● **Yönerge ve koşullar**
Aşağıdaki alıntı metni hiçbir kelimesini değiştirmeden baştan sona yazın.

● **Alıntı metin**
-=-=-=-=-

Boğazına kadar fotokopi işine gömülmüş yirmili yaşlarının başındaki gençten bir oğlan çocuğu beni görünce gülümsedi, buyur etti. Hmm derdimi ve olayın ehemmiyetini anlatabileceğim bir samimiyetle karşılanmak güzel. Hemen başladım anlatmaya. Ama ta Çin'e gitmedim bu defa...
İlker'in en komik bulduğu yönlerimden biri gevezeliğimdir. Bir şeyi anlatacaksam ecdadından başlarım. Üniversitedeyken bir gün ablam bana kargoyla ayakkabılarımı gönderdi, herhalde unutmuşum gelirken arkamdan gönderivermiş. Artık adres mi yanlıştı, neydi bilmiyorum, kargo kaldığım yurda ulaşmadı, illa ki şubeden teslim alacağız. Şube de o zamanlar Tarlabaşında bir yerlerde, bir türlü bulamıyoruz haliyle esnafa soracağız. Ben başlıyorum anlatmaya "şimdi abicim ben salak gibi ayakkabıları unutmuşum, eh hava malum soğudu, kıyamam ablam da bana kıyamamış kargo etmiş" "neyi" "ayakkabıları" "hangi ayakkabıları" "postal olanları siyah var bir de kahverengi ucuz buldum aldıydım dönüşümlü giyerim diye..." Sohbetin burasına kadar nasıl sabrettiği hala muamma olan İlker lafa girer "yav abicim sen bize yurtiçi kargo şubesi nerde burda bi söylesene" bilmiyordu. Hay allah... Böyle böyle esnafın bir kısmı ile ahbaplık kurmamamıza ramak kala şubeyi bulduk.

-=-=-=-=-

● **Sağlanan veriler**

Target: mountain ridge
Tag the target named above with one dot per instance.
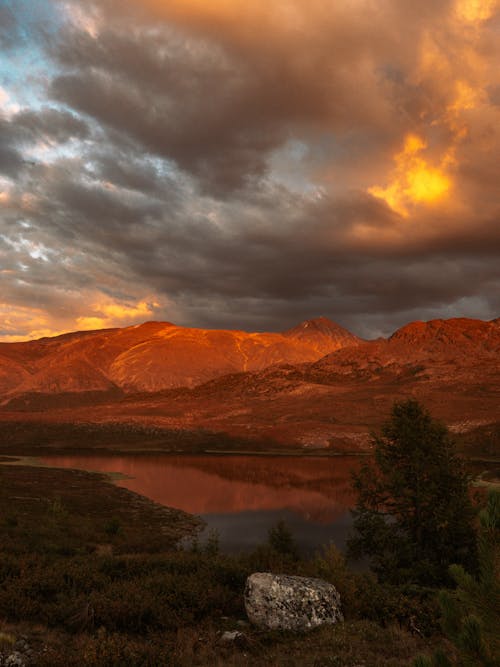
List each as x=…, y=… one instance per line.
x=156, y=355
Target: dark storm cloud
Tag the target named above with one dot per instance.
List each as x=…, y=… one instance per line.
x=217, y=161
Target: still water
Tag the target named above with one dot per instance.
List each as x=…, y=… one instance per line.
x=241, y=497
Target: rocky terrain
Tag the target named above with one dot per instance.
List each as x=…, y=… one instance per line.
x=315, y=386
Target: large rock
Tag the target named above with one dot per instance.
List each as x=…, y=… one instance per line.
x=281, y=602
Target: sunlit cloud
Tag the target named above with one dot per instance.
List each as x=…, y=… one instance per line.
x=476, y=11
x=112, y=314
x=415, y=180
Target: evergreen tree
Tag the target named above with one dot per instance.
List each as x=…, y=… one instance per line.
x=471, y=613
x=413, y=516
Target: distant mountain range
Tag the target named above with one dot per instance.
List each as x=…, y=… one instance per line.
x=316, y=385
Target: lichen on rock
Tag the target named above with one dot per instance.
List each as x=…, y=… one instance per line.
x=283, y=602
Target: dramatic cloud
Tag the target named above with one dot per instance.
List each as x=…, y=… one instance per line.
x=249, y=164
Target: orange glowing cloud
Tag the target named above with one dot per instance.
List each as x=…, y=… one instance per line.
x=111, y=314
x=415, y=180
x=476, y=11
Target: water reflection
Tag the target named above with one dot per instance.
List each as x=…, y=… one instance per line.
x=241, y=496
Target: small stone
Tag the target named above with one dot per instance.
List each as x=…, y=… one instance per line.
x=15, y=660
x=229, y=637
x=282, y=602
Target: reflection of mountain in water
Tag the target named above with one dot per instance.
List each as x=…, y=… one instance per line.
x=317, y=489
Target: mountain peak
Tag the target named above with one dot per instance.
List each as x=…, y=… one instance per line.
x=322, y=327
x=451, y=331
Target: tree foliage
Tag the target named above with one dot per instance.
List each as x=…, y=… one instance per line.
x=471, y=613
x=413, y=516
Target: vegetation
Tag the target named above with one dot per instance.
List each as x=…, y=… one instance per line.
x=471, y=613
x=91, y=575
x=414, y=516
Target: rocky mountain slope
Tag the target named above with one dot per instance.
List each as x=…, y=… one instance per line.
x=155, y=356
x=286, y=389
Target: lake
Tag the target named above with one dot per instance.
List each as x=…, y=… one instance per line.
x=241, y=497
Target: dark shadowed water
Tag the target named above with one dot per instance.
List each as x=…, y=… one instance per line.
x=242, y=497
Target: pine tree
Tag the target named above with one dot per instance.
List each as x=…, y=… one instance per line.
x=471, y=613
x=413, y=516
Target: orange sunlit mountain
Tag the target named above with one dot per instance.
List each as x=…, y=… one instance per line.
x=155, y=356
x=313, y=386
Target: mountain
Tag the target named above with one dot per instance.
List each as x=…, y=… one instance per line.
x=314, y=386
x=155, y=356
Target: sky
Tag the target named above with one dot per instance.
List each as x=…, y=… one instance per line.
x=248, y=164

-=-=-=-=-

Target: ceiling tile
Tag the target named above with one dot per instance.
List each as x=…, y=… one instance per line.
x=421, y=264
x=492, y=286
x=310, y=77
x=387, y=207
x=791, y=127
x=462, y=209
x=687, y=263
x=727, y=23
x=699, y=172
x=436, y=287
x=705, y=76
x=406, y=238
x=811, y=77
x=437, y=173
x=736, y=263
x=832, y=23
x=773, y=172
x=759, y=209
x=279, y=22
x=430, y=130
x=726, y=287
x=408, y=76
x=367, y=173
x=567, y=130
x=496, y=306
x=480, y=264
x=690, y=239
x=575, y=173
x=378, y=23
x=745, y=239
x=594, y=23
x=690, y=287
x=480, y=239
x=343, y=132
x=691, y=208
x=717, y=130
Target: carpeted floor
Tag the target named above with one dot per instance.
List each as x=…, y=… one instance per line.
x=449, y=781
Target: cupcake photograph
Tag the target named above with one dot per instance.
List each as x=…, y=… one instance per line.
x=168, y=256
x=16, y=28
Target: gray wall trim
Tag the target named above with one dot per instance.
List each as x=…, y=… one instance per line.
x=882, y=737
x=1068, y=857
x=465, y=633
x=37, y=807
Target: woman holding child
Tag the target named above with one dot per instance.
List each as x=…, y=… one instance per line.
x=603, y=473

-=-=-=-=-

● **Yazılı çözüm**
Boğazına kadar fotokopi işine gömülmüş yirmili yaşlarının başındaki gençten bir oğlan çocuğu beni görünce gülümsedi, buyur etti. Hmm derdimi ve olayın ehemmiyetini anlatabileceğim bir samimiyetle karşılanmak güzel. Hemen başladım anlatmaya. Ama ta Çin'e gitmedim bu defa...
İlker'in en komik bulduğu yönlerimden biri gevezeliğimdir. Bir şeyi anlatacaksam ecdadından başlarım. Üniversitedeyken bir gün ablam bana kargoyla ayakkabılarımı gönderdi, herhalde unutmuşum gelirken arkamdan gönderivermiş. Artık adres mi yanlıştı, neydi bilmiyorum, kargo kaldığım yurda ulaşmadı, illa ki şubeden teslim alacağız. Şube de o zamanlar Tarlabaşında bir yerlerde, bir türlü bulamıyoruz haliyle esnafa soracağız. Ben başlıyorum anlatmaya "şimdi abicim ben salak gibi ayakkabıları unutmuşum, eh hava malum soğudu, kıyamam ablam da bana kıyamamış kargo etmiş" "neyi" "ayakkabıları" "hangi ayakkabıları" "postal olanları siyah var bir de kahverengi ucuz buldum aldıydım dönüşümlü giyerim diye..." Sohbetin burasına kadar nasıl sabrettiği hala muamma olan İlker lafa girer "yav abicim sen bize yurtiçi kargo şubesi nerde burda bi söylesene" bilmiyordu. Hay allah... Böyle böyle esnafın bir kısmı ile ahbaplık kurmamamıza ramak kala şubeyi bulduk.